Work order: Go through the entries below and retype them exactly, omitting each picture.

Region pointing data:
------------
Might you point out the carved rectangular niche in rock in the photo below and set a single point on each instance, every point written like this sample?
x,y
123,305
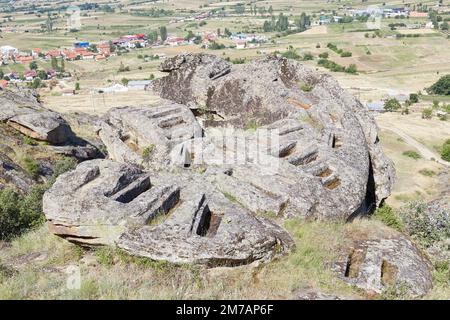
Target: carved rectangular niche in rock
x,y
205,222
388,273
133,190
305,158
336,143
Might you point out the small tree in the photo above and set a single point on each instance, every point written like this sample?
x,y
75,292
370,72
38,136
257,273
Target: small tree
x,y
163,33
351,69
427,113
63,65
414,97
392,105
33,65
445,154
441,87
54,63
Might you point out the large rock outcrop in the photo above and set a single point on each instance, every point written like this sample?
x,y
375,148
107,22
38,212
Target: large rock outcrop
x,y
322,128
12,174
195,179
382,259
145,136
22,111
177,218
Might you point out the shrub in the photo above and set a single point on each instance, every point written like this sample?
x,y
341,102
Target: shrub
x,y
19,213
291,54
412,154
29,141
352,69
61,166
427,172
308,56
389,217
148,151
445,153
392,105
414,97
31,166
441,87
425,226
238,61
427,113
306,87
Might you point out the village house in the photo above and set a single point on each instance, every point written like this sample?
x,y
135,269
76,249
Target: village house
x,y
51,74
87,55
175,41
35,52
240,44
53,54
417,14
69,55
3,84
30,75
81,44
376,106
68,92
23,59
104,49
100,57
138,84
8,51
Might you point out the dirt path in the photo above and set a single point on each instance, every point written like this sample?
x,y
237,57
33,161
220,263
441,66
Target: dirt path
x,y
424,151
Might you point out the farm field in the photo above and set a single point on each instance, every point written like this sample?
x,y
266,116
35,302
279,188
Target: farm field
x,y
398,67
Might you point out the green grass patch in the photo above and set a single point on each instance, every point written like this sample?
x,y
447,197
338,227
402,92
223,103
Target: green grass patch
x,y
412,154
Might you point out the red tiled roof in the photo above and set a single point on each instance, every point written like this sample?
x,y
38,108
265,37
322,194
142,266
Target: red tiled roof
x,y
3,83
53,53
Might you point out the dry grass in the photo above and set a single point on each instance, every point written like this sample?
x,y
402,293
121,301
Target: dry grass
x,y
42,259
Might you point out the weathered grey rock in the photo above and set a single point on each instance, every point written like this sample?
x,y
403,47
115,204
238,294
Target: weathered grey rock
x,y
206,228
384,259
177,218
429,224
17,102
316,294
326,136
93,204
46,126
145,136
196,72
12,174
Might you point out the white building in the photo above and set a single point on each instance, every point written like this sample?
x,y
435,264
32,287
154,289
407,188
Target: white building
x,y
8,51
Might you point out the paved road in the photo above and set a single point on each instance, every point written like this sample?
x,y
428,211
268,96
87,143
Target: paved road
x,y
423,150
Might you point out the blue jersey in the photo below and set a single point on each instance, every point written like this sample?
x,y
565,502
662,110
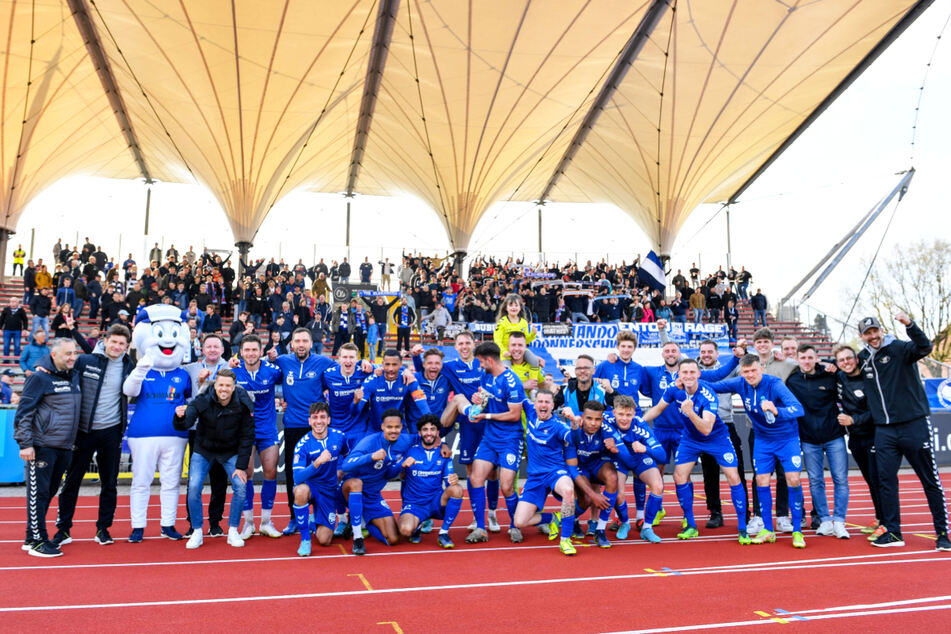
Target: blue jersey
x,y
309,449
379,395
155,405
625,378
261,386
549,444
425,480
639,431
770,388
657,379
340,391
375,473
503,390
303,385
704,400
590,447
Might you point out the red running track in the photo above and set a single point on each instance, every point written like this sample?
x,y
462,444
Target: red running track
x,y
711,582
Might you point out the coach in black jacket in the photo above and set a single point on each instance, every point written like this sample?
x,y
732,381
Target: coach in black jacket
------------
Solution to this exercise:
Might you point out the carved rectangular niche in rock in the photo below and set a single point on each instance, every point written like this sample?
x,y
123,305
Target: carved rectangular niche in rock
x,y
205,222
388,273
133,190
305,158
336,143
Might you point out the small tree in the photo above and set a single point on each instance, every point written like this sample?
x,y
75,292
370,72
38,136
257,273
Target: small tree
x,y
163,33
351,69
427,113
63,65
414,97
392,105
33,65
445,154
441,87
54,63
Might you point out the large rock outcrop in the photo above and set a single point on each instance, every point written like this sample?
x,y
375,148
107,22
38,212
Target: large rock outcrop
x,y
322,128
12,174
195,179
382,259
145,136
22,111
177,218
Might you point out the shrub in the photo above and set a single point on each instance, every point written like this sample?
x,y
341,102
Target: shrub
x,y
19,213
291,54
412,154
29,141
352,69
61,166
427,172
308,56
389,217
148,151
445,153
392,105
414,97
31,166
441,87
425,226
238,61
427,113
306,87
Might you point out the village house in the photo above and set a single point on each instance, every point written like this sample?
x,y
135,269
76,249
Target: village house
x,y
51,74
87,55
175,41
35,52
240,44
53,54
417,14
69,55
3,84
30,75
81,44
376,106
68,92
23,59
104,49
100,57
138,84
8,51
Might you point out the dirt path in the photo above and set a single point on each instance, every point written like this sample?
x,y
237,57
33,161
220,263
441,66
Target: dirt path
x,y
424,151
Might you point out the farm field in the photo above and set a single point on each instance, every point written like this sample?
x,y
266,116
35,302
279,188
Target: farm field
x,y
398,67
Might you point out the green grass patch in the photo above and set a single point on each instance, every point written like this sample?
x,y
447,197
338,227
402,92
223,103
Target: green grass patch
x,y
412,154
Might you point out the red tiled roof in the photo above and set a single point on each instance, every point written like this sample?
x,y
38,108
265,37
322,194
142,266
Target: red tiled roof
x,y
3,83
53,53
Might you point out the dry grass in the photo above and set a single point on each instance, every point written like this sample?
x,y
402,293
121,301
Target: dry grass
x,y
42,259
Might you point out the weathered grey rock in the photo above and set a single point on each instance, every point written like this sample?
x,y
403,47
115,204
238,294
Target: weathered grey rock
x,y
206,228
384,259
177,218
429,224
17,102
316,294
326,136
93,204
46,126
145,136
196,72
12,174
Might you point out the white building in the photo above and set a single point on each instance, every point written like this sample?
x,y
435,264
32,287
154,289
407,188
Target: white building
x,y
8,51
Might you point out the paved road in the photo above and set a single point on each instance, every point written like this sample?
x,y
428,211
268,96
87,143
Target: paved road
x,y
423,150
Might you point out the blue jersey in the photo below and set a single point on each instance, every point written like this sample?
x,y
565,502
662,110
Target: blue jersey
x,y
309,449
379,395
155,405
625,378
261,386
549,444
425,480
639,431
770,388
657,379
340,391
375,473
503,390
303,385
704,400
590,447
Might you point out the red running track in the photo above and set a single point on each instance, every point written like this sample?
x,y
462,444
Target: red running track
x,y
711,582
Might you point out the coach in black jacket in the photo above and set a single point on each instance, every point written like this sample?
x,y
732,381
Target: coach in black jacket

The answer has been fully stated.